▸ SHORT TASK:
Rewrite these rows, changing every "instance" to "occurrence" and leaving all other text unchanged.

▸ RECORDS FOR THE EXERCISE:
[Begin]

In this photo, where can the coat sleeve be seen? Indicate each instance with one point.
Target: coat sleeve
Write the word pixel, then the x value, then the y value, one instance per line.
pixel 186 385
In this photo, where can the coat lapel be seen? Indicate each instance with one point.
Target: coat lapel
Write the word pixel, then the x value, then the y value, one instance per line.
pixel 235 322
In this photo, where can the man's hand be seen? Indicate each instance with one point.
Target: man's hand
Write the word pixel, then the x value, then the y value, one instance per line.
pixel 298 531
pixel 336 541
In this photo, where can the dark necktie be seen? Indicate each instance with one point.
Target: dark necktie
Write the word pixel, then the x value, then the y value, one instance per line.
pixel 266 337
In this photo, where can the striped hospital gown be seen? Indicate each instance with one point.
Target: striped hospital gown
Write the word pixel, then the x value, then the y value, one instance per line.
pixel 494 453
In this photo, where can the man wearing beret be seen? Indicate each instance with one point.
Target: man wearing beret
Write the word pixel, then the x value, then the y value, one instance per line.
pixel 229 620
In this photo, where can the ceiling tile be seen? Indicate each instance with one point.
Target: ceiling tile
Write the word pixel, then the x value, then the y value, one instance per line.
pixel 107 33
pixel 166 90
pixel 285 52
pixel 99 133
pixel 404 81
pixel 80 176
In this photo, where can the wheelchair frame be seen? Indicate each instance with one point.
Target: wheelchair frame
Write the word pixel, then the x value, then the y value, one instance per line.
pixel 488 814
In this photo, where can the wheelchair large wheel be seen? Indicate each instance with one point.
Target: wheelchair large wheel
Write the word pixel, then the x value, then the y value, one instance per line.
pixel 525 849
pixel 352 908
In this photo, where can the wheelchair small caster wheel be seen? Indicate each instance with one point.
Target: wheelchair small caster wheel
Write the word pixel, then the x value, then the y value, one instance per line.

[End]

▸ RESPONSE BELOW:
In this photo, where can the coat sleeve be seen? Indicate each occurrence with one point.
Target: coat sleeve
Write the word pixel, then the x value, then the y value, one occurrence per line.
pixel 186 385
In this photo, where can the coat lapel be seen? Indicate each occurrence with one point.
Target: coat lapel
Write the word pixel, then the x value, then the y value, one occurrence per line.
pixel 235 322
In this photo, where can the man's hand be seen? Indicate each occurrence with one point.
Target: man's hand
Write the word pixel, then the x value, then the y value, one occurrence per line.
pixel 298 531
pixel 336 541
In this photo, where can the dark necktie be seen? Indicate each occurrence with one point.
Target: dark necktie
Write the word pixel, then the x value, then the y value, one occurrence per line.
pixel 266 337
In this photo, where can the striped hospital gown be seen? Indicate each occurrence with one point.
Target: striped hospital gown
Write the word pixel, then the x value, then the y value, one occurrence per line.
pixel 494 453
In this photo, where can the man wearing beret be seen? Indicate each occurrence with one point.
Target: man wearing beret
Write the word pixel, then the x value, then the y value, one occurrence per line.
pixel 229 620
In this photo, where can the ceiling tile be seen? Indicate each occurrence with one point.
Target: ceiling tile
Write the word pixel, then the x value, then the y value, one occurrence per line.
pixel 107 33
pixel 166 90
pixel 285 52
pixel 99 133
pixel 404 81
pixel 80 176
In this photo, where can the wheelchair frame be seen? Indicate each occurrence with one point.
Target: wheelchair frame
Write the word pixel, then the x value, then the y value, one occurrence per line.
pixel 488 814
In this photo, where can the wheelchair large wheel be seen? Indicate each occurrence with one point.
Target: wheelchair large wheel
Write the word pixel, then the x value, then the y value, one occurrence per line.
pixel 525 849
pixel 352 908
In this photo, where can the wheelchair small caster wheel be seen? Indicate each occurrence with one point.
Target: wheelchair small caster wheel
Write the word pixel, then the x value, then the y value, one occurrence per line.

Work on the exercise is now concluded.